Assignment: Count the lines in the entries below that contain the word "negative", and give only that number.

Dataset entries
Start of Block
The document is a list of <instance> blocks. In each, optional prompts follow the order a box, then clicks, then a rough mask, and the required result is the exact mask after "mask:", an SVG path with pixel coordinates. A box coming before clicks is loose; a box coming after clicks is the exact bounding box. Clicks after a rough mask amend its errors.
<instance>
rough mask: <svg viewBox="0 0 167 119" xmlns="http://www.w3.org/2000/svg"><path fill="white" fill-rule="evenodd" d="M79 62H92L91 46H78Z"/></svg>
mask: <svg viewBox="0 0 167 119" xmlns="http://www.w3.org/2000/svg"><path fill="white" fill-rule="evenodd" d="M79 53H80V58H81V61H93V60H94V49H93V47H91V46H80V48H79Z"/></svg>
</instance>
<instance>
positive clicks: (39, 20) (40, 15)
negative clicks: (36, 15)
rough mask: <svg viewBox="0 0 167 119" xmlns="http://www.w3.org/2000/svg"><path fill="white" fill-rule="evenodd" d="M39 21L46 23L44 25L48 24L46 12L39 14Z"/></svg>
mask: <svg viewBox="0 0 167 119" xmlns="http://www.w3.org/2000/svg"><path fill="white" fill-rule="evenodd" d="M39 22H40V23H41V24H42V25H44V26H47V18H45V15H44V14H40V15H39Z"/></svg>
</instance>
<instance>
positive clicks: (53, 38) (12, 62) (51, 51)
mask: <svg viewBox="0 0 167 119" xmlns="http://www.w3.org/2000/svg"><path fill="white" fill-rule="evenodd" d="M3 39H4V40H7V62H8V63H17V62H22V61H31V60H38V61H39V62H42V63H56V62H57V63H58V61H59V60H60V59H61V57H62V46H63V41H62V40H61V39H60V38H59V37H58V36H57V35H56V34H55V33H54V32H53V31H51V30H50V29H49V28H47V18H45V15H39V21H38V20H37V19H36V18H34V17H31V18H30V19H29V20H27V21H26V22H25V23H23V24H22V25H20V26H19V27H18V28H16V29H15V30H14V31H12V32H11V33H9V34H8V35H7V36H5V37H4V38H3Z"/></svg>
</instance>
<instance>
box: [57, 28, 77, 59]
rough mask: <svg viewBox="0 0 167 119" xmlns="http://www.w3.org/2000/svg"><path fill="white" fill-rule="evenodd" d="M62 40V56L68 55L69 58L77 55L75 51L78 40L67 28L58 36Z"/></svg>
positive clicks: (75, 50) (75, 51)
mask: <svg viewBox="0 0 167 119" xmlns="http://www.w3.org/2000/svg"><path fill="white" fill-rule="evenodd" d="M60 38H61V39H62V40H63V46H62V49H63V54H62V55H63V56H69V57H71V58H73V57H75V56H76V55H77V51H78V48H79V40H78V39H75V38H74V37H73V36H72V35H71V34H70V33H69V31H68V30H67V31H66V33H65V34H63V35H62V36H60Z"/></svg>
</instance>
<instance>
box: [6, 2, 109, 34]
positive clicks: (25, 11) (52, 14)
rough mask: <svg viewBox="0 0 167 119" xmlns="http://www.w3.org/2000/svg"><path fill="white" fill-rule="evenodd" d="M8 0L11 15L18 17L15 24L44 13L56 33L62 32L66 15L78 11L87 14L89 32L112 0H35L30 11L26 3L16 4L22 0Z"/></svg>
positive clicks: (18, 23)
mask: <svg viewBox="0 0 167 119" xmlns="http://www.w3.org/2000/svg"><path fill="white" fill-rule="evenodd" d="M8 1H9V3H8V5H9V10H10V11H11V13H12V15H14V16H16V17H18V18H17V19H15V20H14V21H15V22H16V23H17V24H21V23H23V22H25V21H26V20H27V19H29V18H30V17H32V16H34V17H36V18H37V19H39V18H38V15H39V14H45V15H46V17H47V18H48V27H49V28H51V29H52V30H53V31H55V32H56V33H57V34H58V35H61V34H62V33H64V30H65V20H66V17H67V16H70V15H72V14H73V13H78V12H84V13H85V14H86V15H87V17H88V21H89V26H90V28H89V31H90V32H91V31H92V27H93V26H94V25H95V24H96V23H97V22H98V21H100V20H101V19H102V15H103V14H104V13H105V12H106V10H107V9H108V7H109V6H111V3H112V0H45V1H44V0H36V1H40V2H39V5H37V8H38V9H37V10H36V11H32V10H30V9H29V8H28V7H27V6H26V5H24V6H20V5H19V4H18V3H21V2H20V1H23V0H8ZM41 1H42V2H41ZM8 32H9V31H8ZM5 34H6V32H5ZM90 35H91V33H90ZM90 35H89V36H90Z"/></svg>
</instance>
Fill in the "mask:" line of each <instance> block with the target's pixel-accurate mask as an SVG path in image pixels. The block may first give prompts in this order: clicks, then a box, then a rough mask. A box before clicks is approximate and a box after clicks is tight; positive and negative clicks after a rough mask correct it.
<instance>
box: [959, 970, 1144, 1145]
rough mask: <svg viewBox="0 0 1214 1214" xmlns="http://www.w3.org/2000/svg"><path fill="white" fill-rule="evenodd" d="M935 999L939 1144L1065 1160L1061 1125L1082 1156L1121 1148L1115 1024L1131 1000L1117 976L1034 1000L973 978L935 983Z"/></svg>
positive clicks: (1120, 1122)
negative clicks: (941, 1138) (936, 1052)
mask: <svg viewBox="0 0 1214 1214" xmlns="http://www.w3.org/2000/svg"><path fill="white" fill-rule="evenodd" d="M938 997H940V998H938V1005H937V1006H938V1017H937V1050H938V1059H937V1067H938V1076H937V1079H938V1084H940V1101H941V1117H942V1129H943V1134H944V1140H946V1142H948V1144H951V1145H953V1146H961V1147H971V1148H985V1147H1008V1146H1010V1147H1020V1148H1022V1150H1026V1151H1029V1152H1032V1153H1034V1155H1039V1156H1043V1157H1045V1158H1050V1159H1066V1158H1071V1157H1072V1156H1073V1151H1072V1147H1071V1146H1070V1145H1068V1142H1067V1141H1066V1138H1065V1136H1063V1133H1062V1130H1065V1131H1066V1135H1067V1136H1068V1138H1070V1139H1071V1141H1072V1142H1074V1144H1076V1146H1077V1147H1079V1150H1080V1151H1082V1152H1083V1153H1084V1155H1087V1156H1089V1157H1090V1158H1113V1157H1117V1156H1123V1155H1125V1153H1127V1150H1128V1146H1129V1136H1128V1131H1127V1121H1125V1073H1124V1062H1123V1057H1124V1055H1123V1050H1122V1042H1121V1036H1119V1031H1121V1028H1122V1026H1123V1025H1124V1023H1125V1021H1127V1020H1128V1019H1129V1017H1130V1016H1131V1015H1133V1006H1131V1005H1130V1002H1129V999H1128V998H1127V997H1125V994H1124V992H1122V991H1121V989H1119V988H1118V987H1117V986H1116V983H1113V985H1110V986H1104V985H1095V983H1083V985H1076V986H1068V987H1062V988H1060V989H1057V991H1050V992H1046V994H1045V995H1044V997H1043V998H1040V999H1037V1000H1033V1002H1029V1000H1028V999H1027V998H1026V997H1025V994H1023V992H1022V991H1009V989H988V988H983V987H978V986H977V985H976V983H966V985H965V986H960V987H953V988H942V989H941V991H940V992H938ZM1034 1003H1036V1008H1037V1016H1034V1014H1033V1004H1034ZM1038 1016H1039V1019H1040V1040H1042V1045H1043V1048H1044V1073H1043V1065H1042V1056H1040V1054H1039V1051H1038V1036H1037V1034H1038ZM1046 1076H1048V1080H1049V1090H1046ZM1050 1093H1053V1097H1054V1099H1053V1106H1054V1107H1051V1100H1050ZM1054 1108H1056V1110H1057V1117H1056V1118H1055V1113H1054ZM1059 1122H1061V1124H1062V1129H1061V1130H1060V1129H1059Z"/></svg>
End of Block
Expected answer: 3